Stored dataset items
****************************************

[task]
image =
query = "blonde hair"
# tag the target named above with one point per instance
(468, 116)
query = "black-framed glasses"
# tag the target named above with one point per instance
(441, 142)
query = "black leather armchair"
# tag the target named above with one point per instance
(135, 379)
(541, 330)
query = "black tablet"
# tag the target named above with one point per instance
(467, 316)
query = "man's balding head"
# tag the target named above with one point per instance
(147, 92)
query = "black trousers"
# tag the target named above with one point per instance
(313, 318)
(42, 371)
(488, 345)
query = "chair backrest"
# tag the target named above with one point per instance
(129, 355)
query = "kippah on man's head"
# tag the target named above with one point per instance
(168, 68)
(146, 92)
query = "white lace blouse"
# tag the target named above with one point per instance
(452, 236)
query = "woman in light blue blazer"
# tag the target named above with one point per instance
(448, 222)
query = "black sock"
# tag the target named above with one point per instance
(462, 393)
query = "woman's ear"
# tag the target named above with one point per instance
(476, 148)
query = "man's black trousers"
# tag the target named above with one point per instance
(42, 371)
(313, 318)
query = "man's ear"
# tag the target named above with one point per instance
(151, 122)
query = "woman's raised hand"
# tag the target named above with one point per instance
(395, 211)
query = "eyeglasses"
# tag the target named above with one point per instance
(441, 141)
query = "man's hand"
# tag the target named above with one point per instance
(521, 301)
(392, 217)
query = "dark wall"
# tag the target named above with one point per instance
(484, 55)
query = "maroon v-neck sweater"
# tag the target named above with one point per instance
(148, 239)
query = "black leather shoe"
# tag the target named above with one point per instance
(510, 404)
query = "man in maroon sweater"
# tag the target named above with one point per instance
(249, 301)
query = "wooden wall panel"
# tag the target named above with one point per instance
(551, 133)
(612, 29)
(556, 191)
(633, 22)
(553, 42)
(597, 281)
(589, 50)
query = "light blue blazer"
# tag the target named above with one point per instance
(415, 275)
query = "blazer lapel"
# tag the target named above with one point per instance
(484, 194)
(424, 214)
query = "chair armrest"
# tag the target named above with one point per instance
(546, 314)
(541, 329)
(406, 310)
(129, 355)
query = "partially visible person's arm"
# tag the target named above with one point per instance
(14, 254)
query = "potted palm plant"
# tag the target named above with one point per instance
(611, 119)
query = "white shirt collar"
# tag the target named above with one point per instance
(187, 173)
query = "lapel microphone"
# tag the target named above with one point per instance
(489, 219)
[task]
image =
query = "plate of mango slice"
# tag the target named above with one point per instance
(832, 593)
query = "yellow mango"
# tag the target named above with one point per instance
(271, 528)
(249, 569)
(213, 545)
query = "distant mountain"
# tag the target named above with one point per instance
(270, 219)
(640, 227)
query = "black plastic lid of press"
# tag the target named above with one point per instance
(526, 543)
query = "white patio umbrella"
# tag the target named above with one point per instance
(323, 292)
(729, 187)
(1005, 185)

****************************************

● **DIRECTIONS FOR THIS TASK**
Each entry is to be written out exactly as it was given.

● **ANSWER BOX**
[task]
image =
query = "blonde hair"
# tag the target named above with one point per instance
(468, 116)
query = "black-framed glasses"
# tag the target named above with one point per instance
(441, 142)
query = "black leather armchair"
# tag the target named above with one point per instance
(135, 379)
(541, 330)
query = "black tablet"
# tag the target named above with one point per instance
(467, 316)
query = "man's balding head"
# tag the target named above with one point per instance
(147, 92)
query = "black trousers"
# tag the target named above with one point per instance
(313, 318)
(42, 371)
(488, 345)
query = "chair backrest"
# tag the target named above with one point per instance
(129, 355)
query = "kippah on man's head"
# tag the target named above with one point per instance
(168, 68)
(146, 92)
query = "white lace blouse"
# tag the target named above with one point per instance
(452, 236)
query = "woman in light blue blazer"
# tag the target named above with one point per instance
(448, 222)
query = "black sock"
# tag the target named above with one point per instance
(462, 393)
query = "woman's ear"
# tag the target named above with one point per instance
(476, 148)
query = "man's black trousers"
# tag the target named above with one point per instance
(42, 371)
(313, 318)
query = "man's ear"
# tag the target named above with one point per instance
(151, 122)
query = "woman's raised hand"
# tag the target named above with one point per instance
(395, 211)
query = "eyeglasses"
# tag the target named above with one point per instance
(441, 141)
query = "man's hand"
# tag the target named above with one point per instance
(521, 301)
(392, 217)
query = "dark wall"
# tag the target named above with one point per instance
(484, 55)
query = "maroon v-neck sweater"
# tag the target named above with one point per instance
(148, 239)
query = "black leather shoe"
# tag the target named above with one point per instance
(510, 404)
query = "man in maroon sweater"
# tag the target named above with one point per instance
(249, 301)
query = "wooden wall panel"
# tag the target named above with one point per instance
(551, 133)
(612, 29)
(556, 191)
(633, 22)
(553, 42)
(597, 281)
(589, 50)
query = "light blue blazer"
# tag the target named above with one point per instance
(415, 275)
query = "blazer lapel"
# tag the target named above with one point per instance
(484, 194)
(424, 214)
query = "chair armrest"
# tag the target named above with one point per instance
(546, 314)
(541, 329)
(406, 310)
(129, 355)
query = "partially visible person's arm"
# tag the target named above with one point per instance
(14, 254)
query = "potted palm plant"
# tag the target named above with one point per instance
(611, 119)
query = "white shirt collar"
# tag the target named above with one point per instance
(187, 173)
query = "lapel microphone"
# tag the target named above with one point per instance
(489, 219)
[task]
image =
query = "plate of mango slice"
# tag the target named above with one point per instance
(832, 593)
query = "yellow mango"
# tag the target named above with one point per instance
(271, 528)
(249, 569)
(213, 545)
query = "distant mountain"
# tag the target named above with one point per instance
(270, 219)
(640, 227)
query = "black plastic lid of press"
# tag the target named above with one point per instance
(526, 543)
query = "white patio umbrella"
# tag the target named above with one point per instance
(323, 292)
(729, 187)
(1005, 185)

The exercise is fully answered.